(Stored dataset items)
* Begin *
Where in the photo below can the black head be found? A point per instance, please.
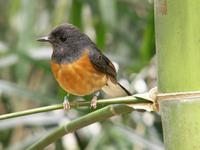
(68, 42)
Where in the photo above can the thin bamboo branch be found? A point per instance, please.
(81, 122)
(104, 102)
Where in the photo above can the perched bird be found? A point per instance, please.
(79, 66)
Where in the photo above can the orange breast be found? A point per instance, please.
(79, 77)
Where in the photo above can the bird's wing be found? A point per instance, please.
(103, 64)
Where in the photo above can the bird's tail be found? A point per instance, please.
(115, 89)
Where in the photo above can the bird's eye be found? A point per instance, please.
(63, 38)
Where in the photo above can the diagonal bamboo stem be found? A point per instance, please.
(81, 122)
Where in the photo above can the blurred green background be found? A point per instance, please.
(122, 29)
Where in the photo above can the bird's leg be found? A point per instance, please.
(93, 103)
(66, 104)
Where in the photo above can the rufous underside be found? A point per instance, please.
(80, 77)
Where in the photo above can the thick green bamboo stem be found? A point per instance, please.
(88, 119)
(178, 52)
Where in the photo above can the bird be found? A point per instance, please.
(79, 67)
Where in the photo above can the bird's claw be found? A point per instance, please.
(93, 103)
(66, 104)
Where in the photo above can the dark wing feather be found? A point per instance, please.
(102, 63)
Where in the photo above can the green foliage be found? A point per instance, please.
(122, 29)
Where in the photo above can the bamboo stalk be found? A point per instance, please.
(81, 122)
(104, 102)
(178, 55)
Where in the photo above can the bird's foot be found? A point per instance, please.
(66, 104)
(93, 103)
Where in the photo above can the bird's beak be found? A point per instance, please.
(44, 39)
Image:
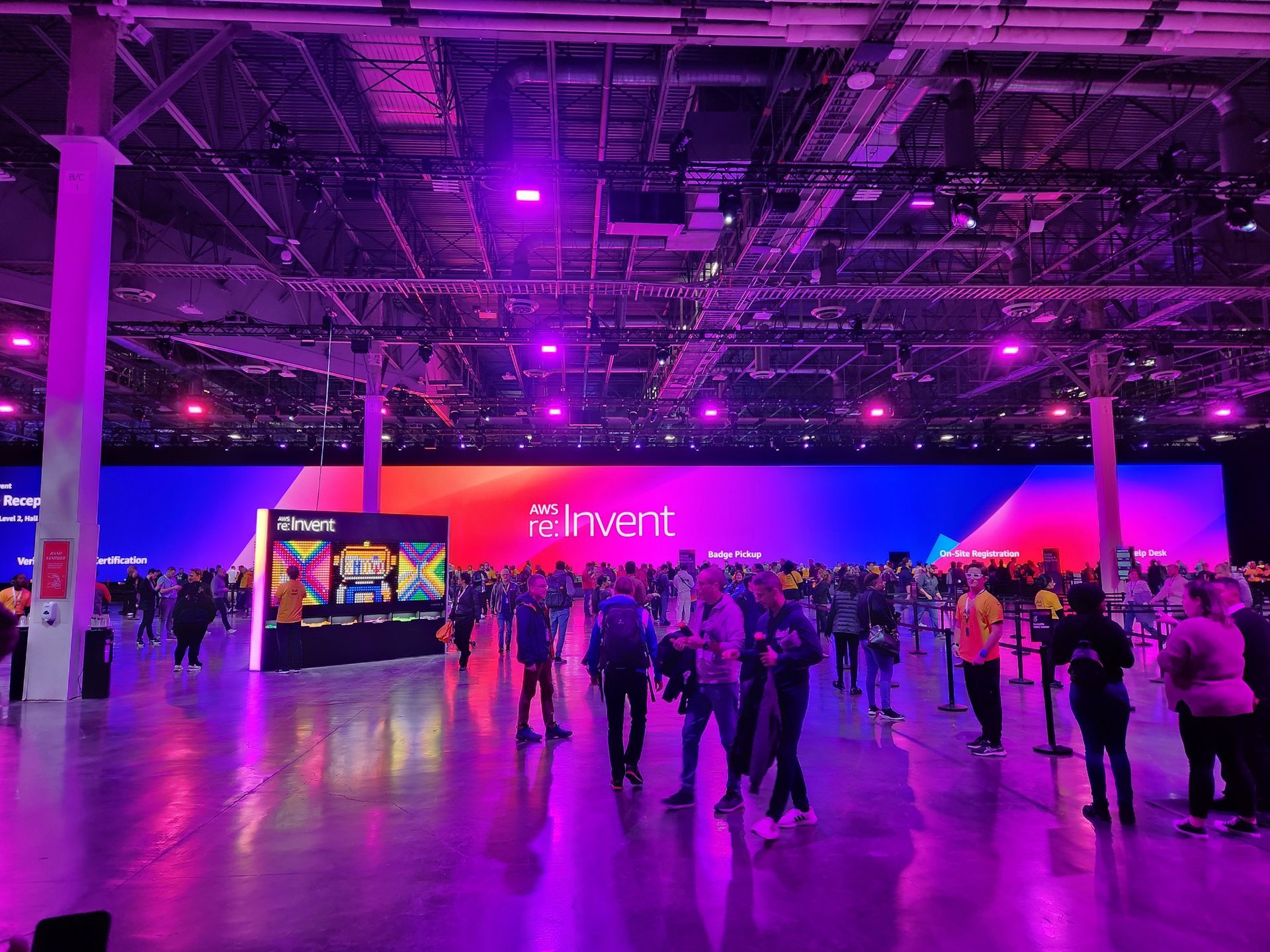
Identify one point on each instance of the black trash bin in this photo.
(98, 655)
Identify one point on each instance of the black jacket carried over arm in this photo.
(1104, 635)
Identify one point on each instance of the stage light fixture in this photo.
(730, 205)
(966, 212)
(1238, 216)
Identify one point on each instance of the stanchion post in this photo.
(952, 706)
(1049, 748)
(1019, 651)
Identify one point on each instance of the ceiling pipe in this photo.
(1020, 267)
(499, 130)
(1087, 84)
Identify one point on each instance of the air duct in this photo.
(959, 151)
(499, 128)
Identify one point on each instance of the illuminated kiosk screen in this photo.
(422, 571)
(313, 560)
(366, 574)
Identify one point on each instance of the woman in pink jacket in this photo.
(1203, 666)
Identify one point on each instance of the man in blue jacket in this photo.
(534, 651)
(624, 645)
(785, 647)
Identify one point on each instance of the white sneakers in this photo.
(770, 829)
(798, 818)
(766, 829)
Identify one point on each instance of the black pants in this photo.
(847, 651)
(189, 636)
(789, 772)
(464, 639)
(620, 687)
(148, 622)
(1222, 738)
(984, 686)
(288, 645)
(1256, 752)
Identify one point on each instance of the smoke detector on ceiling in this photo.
(1021, 309)
(134, 295)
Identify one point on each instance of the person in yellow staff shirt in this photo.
(291, 602)
(981, 623)
(17, 597)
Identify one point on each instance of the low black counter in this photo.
(360, 641)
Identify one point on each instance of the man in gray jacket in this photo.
(716, 626)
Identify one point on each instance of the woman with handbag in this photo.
(464, 616)
(882, 651)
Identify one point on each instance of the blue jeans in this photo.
(505, 634)
(559, 626)
(1104, 720)
(875, 662)
(724, 702)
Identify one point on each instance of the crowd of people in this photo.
(743, 639)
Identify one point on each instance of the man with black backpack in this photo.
(559, 602)
(624, 647)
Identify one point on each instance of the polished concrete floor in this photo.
(386, 808)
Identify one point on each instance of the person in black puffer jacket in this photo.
(534, 651)
(192, 614)
(845, 629)
(1097, 651)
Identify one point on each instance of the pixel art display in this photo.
(366, 574)
(422, 571)
(313, 560)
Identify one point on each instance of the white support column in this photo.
* End *
Reproduce the portion of the data that opens with the line containing "Identify one point on each instance of the polished" and continues through the end of the data, keeping every request line unchanged. Rescale each point coordinate in the answers by multiplying it by 1.3 and rounding to the nearest whole number, with halves rounded up.

» Reply
Identify one point on each instance of the polished concrete floor in this photo.
(502, 1050)
Identify one point on each instance of the person in black puffer jacket in this photo.
(694, 846)
(250, 798)
(1099, 818)
(1426, 846)
Identify one point on each instance of the pixel art display in this photo.
(476, 746)
(549, 742)
(407, 728)
Identify one point on each instance of the white support column in this photo.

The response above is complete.